| ENREGISTREMENTS EXTRAITS |
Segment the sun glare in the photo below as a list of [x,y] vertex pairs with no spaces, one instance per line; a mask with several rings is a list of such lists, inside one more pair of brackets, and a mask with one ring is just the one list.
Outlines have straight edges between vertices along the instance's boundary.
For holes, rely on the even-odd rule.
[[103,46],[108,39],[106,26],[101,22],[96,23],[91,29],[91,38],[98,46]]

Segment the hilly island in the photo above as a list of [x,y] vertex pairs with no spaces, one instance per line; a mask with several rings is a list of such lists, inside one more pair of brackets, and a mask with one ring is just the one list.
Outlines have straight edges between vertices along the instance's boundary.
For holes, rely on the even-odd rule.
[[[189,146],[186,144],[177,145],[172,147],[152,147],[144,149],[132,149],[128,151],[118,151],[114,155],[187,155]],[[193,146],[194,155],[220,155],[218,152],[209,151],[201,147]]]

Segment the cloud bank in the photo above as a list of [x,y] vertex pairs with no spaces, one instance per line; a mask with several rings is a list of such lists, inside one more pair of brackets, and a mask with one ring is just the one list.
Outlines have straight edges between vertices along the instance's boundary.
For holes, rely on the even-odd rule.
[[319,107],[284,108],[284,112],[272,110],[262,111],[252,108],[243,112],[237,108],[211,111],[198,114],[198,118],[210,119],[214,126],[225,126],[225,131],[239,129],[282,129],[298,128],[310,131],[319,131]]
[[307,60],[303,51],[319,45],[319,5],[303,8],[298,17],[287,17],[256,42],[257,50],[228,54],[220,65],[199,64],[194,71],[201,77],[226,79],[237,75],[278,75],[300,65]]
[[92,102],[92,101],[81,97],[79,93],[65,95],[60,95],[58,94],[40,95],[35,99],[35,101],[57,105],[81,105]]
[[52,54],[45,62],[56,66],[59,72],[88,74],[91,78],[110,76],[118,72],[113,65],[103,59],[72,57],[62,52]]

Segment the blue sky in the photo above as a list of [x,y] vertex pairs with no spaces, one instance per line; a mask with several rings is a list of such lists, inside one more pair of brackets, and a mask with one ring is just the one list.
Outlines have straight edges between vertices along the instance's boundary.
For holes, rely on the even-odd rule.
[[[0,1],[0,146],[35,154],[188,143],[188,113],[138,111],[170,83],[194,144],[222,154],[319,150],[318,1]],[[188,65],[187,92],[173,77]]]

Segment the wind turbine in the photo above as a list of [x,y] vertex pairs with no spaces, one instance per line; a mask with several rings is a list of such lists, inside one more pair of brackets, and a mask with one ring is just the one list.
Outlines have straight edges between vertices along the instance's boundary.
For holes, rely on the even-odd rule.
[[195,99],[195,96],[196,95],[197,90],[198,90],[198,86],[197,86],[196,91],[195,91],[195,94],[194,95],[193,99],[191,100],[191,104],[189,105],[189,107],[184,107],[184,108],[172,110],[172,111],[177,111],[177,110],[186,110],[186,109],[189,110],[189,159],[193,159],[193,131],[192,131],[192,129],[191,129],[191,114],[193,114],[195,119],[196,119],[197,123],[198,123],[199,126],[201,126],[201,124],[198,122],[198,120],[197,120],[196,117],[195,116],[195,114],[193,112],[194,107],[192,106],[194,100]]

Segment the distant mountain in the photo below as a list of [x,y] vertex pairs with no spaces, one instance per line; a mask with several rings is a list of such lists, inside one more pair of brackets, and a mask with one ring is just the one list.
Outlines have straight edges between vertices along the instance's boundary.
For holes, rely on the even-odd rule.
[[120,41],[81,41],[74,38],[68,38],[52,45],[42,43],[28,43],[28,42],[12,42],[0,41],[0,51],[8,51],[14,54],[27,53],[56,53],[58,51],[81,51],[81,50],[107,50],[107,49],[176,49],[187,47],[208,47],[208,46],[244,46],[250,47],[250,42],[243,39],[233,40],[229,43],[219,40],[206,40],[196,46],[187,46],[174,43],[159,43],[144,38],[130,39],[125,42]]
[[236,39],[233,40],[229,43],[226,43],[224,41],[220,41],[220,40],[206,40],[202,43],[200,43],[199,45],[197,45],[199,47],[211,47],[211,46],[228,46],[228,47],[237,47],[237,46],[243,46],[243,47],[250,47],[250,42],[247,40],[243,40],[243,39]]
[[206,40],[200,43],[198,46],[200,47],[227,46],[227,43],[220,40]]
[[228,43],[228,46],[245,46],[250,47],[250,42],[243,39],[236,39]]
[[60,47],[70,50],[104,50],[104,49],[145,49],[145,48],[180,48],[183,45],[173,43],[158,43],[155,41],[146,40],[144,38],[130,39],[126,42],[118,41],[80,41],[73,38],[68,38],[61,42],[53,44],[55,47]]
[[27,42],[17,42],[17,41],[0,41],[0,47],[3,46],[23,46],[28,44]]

| OBJECTIF DE LA TÂCHE |
Recopiez à l'identique toutes les lignes de la liste ci-dessus, sans rien y changer.

| RÉPONSE RÉDIGÉE |
Segment the sun glare in the photo below as a list of [x,y] vertex pairs with no spaces, one instance per line; a mask with several rings is a list of such lists, inside one more pair of brackets, and a mask with one ring is just the one list.
Outlines have straight edges between vertices along the instance's boundary.
For holes, rely on the even-odd rule.
[[103,46],[108,39],[106,26],[101,22],[96,23],[91,29],[91,38],[98,46]]

Segment the hilly island in the photo above as a list of [x,y] vertex pairs with no spaces, one instance per line; a mask with several rings is a list of such lists, inside one more pair of brackets, and a mask with one ring is just the one list.
Outlines have straight edges between vertices along the instance's boundary.
For holes, rely on the even-odd rule.
[[[189,146],[186,144],[177,145],[172,147],[152,147],[144,149],[132,149],[128,151],[118,151],[114,155],[187,155]],[[193,146],[194,155],[220,155],[218,152],[209,151],[201,147]]]

Segment the cloud bank in the photo above as a list of [x,y] vertex pairs with no spaces, one instance per line; a mask with several rings is a list of such lists, inside one more pair of brackets, and a mask with one ring is just the one list.
Outlines have straight edges between vertices along the instance's boundary.
For holes, rely on the even-odd rule.
[[319,107],[284,108],[284,112],[272,110],[262,111],[252,108],[243,112],[237,108],[211,111],[198,114],[198,118],[210,119],[214,126],[225,126],[225,131],[239,129],[282,129],[298,128],[310,131],[319,131]]
[[307,60],[303,51],[319,45],[319,5],[303,8],[298,17],[287,17],[256,42],[257,50],[228,54],[220,65],[199,64],[194,71],[201,77],[226,79],[237,75],[278,75],[300,65]]
[[92,102],[92,101],[81,97],[79,93],[65,95],[60,95],[58,94],[40,95],[35,99],[35,101],[57,105],[81,105]]
[[52,54],[45,62],[56,66],[59,72],[88,74],[91,78],[110,76],[118,72],[113,65],[103,59],[72,57],[62,52]]

Segment the blue sky in the photo above as a list of [x,y] vertex pairs with no spaces, one instance per line; a mask with several rings is a list of such lists, inside one more pair of brackets, and a mask with one ring is just the one list.
Outlines have straight edges between vertices along the instance's boundary.
For holes, rely on the even-odd rule.
[[[0,1],[0,146],[35,154],[188,143],[188,113],[138,111],[170,83],[194,144],[222,154],[319,150],[318,1]],[[188,65],[187,92],[173,77]]]

Segment the wind turbine in the photo above as a list of [x,y] vertex pairs with no spaces, one instance per line; a mask with several rings is a list of such lists, inside one more pair of brackets, and a mask with one ring is just the one list.
Outlines have straight edges between vertices along the instance's boundary.
For holes, rely on the even-odd rule.
[[195,99],[195,96],[196,95],[197,90],[198,90],[198,86],[197,86],[196,91],[195,91],[195,94],[194,95],[193,99],[191,100],[191,104],[189,105],[189,107],[184,107],[184,108],[172,110],[172,111],[177,111],[177,110],[186,110],[186,109],[189,110],[189,159],[193,159],[193,131],[192,131],[192,129],[191,129],[191,114],[193,114],[195,119],[196,119],[197,123],[198,123],[199,126],[201,126],[201,124],[198,122],[198,120],[197,120],[196,117],[195,116],[195,114],[193,112],[194,107],[192,106],[194,100]]

Segment the distant mountain in the photo below as a list of [x,y] vertex pairs with no spaces, one instance per line; a mask with several rings is a list of such lists, inside one more pair of brackets, and a mask with one ring is just the one list.
Outlines have straight edges between vertices along the instance's boundary.
For holes, rely on the even-odd rule.
[[120,41],[81,41],[74,38],[68,38],[52,45],[42,43],[28,43],[28,42],[12,42],[0,41],[0,51],[8,51],[14,54],[27,53],[56,53],[58,51],[81,51],[81,50],[107,50],[107,49],[176,49],[187,47],[208,47],[208,46],[244,46],[250,47],[250,42],[243,39],[233,40],[229,43],[219,40],[206,40],[196,46],[187,46],[174,43],[159,43],[144,38],[130,39],[125,42]]
[[236,39],[233,40],[229,43],[226,43],[224,41],[220,41],[220,40],[206,40],[202,43],[200,43],[199,45],[197,45],[199,47],[211,47],[211,46],[228,46],[228,47],[237,47],[237,46],[243,46],[243,47],[250,47],[250,42],[247,40],[243,40],[243,39]]
[[206,40],[200,43],[198,46],[200,47],[227,46],[227,43],[220,40]]
[[228,43],[228,46],[245,46],[250,47],[250,42],[243,39],[236,39]]
[[60,47],[70,50],[104,50],[104,49],[145,49],[145,48],[180,48],[183,45],[173,43],[158,43],[155,41],[146,40],[144,38],[130,39],[126,42],[118,41],[80,41],[73,38],[68,38],[61,42],[53,44],[55,47]]
[[27,42],[17,42],[17,41],[0,41],[0,47],[3,46],[23,46],[28,44]]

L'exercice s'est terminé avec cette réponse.